**WORK INSTRUCTIONS:** Please return unchanged the lines of the listing below, from the line containing "Q: In the photo above, mark the forest" up to and including the line containing "x=773, y=238".

**ITEMS:**

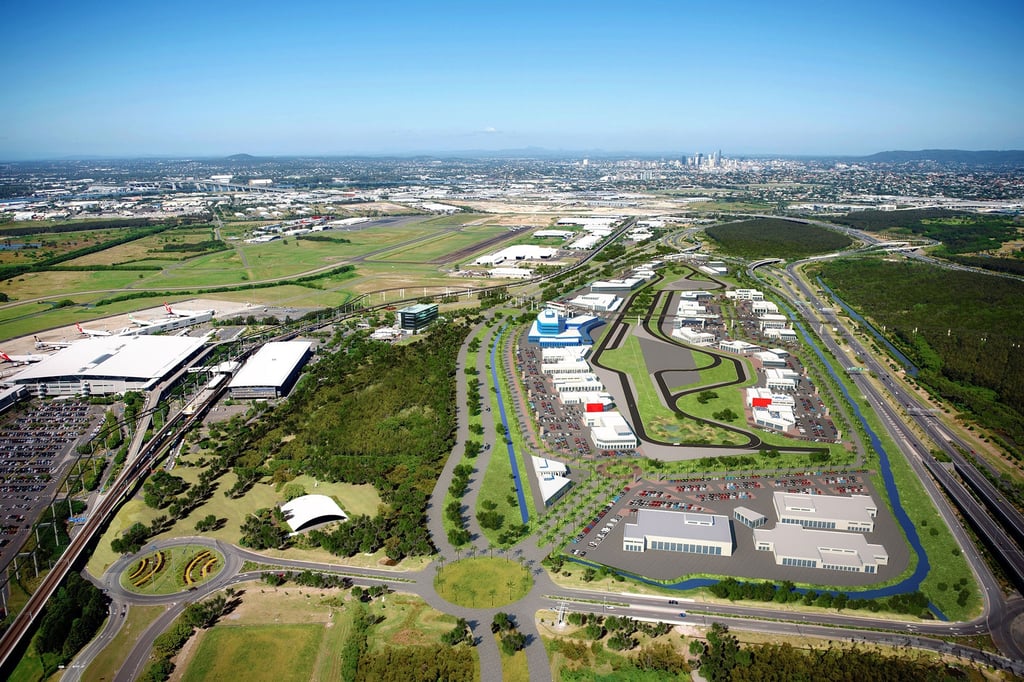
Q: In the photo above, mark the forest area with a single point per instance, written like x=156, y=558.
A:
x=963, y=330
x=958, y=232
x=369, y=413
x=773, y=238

--

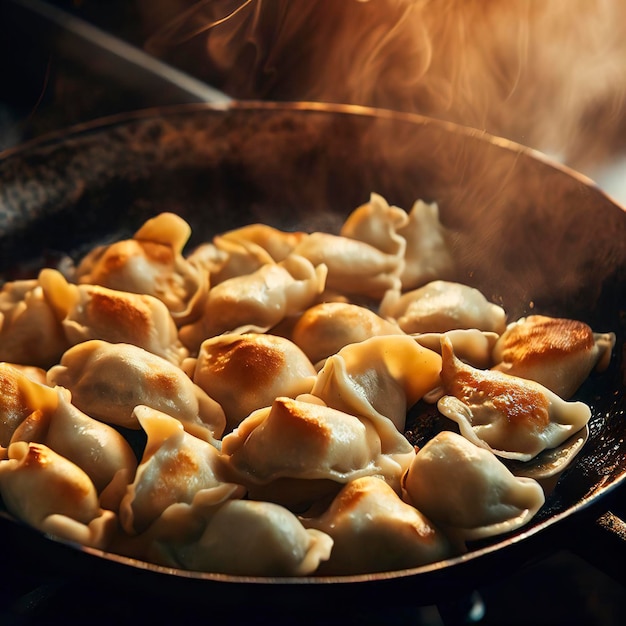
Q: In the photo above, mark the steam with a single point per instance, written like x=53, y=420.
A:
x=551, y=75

**ANSWER FOR THIS EXERCISE:**
Q: In the photo above, mark the forest area with a single point per instance, written like x=156, y=558.
A:
x=963, y=330
x=958, y=232
x=369, y=413
x=773, y=238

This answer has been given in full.